[WHAT IS BEING ASKED]: Present as a numbered list the lines starting at the one containing "Every instance of the cabinet door knob" and ending with the last of the entries, leaving out any blank lines.

++++ SUPPLIED DATA ++++

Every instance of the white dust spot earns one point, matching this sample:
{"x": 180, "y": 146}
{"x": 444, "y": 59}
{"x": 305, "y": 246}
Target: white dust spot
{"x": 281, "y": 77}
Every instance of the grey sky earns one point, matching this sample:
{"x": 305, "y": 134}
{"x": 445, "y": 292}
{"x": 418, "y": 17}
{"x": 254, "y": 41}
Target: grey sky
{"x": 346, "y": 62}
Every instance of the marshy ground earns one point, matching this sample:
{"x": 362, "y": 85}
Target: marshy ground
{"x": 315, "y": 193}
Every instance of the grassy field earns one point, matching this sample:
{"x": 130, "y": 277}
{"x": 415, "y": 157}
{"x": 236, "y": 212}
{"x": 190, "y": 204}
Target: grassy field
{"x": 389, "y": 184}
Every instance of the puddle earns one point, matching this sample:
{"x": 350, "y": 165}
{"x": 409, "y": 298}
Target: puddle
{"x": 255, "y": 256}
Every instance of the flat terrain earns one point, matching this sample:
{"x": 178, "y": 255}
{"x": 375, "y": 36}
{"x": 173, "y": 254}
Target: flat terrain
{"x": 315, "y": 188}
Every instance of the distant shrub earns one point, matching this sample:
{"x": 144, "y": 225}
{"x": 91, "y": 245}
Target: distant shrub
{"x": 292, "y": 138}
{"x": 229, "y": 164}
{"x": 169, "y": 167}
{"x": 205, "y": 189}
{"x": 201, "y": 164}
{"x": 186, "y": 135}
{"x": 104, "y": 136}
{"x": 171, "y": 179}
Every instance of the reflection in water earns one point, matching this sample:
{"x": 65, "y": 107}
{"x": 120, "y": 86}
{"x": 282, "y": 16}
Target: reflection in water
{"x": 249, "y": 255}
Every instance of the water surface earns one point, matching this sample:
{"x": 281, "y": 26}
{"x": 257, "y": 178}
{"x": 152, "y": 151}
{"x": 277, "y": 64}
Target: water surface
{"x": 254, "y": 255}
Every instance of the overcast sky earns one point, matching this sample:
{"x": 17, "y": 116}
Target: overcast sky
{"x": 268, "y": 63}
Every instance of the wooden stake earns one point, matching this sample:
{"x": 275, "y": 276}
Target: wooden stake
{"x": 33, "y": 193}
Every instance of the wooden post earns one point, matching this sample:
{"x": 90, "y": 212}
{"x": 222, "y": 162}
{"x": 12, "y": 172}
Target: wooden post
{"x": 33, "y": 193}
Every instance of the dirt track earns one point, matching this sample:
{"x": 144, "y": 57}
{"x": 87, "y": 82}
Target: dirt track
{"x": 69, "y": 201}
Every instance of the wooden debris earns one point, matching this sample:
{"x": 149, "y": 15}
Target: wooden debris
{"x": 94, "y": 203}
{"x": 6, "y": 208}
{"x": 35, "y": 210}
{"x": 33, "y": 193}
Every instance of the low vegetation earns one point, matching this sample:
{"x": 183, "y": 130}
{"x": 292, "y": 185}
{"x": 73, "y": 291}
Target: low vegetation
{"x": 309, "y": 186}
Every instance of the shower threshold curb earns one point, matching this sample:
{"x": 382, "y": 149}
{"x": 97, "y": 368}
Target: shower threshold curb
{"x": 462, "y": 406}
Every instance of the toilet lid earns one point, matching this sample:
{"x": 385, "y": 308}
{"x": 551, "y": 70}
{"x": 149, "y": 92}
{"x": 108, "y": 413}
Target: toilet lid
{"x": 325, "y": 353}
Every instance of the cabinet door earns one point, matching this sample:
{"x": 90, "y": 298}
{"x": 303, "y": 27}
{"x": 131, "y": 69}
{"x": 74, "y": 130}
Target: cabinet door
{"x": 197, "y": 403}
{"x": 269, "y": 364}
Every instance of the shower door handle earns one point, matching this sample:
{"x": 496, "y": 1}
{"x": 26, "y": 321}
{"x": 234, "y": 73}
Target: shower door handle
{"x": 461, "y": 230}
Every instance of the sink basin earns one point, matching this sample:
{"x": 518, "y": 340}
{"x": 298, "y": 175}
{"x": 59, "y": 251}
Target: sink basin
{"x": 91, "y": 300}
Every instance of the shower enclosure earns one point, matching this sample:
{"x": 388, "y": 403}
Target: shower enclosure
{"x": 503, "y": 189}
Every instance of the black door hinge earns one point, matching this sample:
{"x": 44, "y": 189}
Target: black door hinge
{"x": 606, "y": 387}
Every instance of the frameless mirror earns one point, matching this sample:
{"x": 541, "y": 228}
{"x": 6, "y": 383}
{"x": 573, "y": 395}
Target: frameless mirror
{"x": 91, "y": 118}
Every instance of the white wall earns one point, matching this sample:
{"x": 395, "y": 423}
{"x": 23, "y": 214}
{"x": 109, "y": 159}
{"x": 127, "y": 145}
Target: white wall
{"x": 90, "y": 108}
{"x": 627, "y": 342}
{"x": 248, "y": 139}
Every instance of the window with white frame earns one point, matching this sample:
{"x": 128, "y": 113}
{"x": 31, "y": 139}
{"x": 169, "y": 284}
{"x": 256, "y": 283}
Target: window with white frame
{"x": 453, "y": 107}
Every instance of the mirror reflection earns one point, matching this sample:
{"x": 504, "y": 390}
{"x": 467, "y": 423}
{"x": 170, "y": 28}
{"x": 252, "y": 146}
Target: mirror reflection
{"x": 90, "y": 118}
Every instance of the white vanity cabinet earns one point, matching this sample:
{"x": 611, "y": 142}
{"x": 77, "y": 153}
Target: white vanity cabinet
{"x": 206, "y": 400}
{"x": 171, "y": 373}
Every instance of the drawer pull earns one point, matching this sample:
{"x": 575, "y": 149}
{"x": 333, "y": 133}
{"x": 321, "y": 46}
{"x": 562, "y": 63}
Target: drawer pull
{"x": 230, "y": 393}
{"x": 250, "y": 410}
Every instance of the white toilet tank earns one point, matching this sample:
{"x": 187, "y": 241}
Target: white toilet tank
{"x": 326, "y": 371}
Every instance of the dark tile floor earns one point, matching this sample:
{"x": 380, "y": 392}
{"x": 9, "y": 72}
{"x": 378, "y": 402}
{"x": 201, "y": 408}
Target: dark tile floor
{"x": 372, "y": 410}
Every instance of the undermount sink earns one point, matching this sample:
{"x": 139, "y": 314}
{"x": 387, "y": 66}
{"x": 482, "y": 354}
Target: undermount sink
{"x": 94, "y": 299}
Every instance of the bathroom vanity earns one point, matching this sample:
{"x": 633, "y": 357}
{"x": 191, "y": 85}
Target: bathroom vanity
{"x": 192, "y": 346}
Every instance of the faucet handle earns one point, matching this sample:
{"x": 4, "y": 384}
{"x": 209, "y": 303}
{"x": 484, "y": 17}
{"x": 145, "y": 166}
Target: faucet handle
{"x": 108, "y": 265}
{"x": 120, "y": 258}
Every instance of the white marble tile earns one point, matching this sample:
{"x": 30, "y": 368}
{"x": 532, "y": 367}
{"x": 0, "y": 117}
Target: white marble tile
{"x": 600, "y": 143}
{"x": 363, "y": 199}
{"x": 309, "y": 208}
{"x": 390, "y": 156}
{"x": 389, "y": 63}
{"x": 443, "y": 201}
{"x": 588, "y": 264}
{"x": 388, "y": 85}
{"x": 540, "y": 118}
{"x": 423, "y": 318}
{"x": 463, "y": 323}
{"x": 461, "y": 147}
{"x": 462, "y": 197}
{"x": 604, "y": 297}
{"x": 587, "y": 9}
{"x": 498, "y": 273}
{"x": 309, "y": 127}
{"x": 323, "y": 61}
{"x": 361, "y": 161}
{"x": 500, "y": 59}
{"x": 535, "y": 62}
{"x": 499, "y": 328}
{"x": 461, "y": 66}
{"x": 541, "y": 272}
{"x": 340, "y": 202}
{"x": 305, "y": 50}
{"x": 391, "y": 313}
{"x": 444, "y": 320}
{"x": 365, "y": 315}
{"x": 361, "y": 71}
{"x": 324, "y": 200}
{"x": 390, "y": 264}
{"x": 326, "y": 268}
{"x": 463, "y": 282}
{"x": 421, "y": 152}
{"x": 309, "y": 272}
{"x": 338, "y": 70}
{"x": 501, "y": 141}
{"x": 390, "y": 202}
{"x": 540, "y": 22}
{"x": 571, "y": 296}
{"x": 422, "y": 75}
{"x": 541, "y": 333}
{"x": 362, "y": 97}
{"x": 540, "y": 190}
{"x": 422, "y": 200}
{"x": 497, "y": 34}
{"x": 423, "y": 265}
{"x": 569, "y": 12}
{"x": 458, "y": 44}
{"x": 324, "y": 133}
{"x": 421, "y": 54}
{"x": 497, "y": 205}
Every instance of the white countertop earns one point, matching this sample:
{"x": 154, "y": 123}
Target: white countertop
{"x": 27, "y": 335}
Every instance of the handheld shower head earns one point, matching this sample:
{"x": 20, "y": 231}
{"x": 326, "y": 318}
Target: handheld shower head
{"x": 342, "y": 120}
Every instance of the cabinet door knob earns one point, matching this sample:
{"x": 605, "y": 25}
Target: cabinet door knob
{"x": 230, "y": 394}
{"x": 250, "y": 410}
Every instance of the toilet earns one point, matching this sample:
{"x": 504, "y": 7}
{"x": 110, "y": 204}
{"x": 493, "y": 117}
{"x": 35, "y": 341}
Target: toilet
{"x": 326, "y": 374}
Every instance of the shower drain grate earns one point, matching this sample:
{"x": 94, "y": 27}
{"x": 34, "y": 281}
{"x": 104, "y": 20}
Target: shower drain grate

++++

[FINAL RESULT]:
1. Every instance of the cabinet door knob earns one point, matching this sample:
2. {"x": 605, "y": 25}
3. Target: cabinet door knob
4. {"x": 230, "y": 394}
5. {"x": 250, "y": 410}
6. Every instance of the toilet earns one point, matching this sample:
7. {"x": 504, "y": 7}
8. {"x": 110, "y": 204}
9. {"x": 493, "y": 117}
10. {"x": 35, "y": 341}
11. Target: toilet
12. {"x": 326, "y": 374}
13. Every instance of the shower drain grate earns one point, matching this sample:
14. {"x": 94, "y": 27}
15. {"x": 34, "y": 281}
16. {"x": 104, "y": 20}
17. Target: shower drain grate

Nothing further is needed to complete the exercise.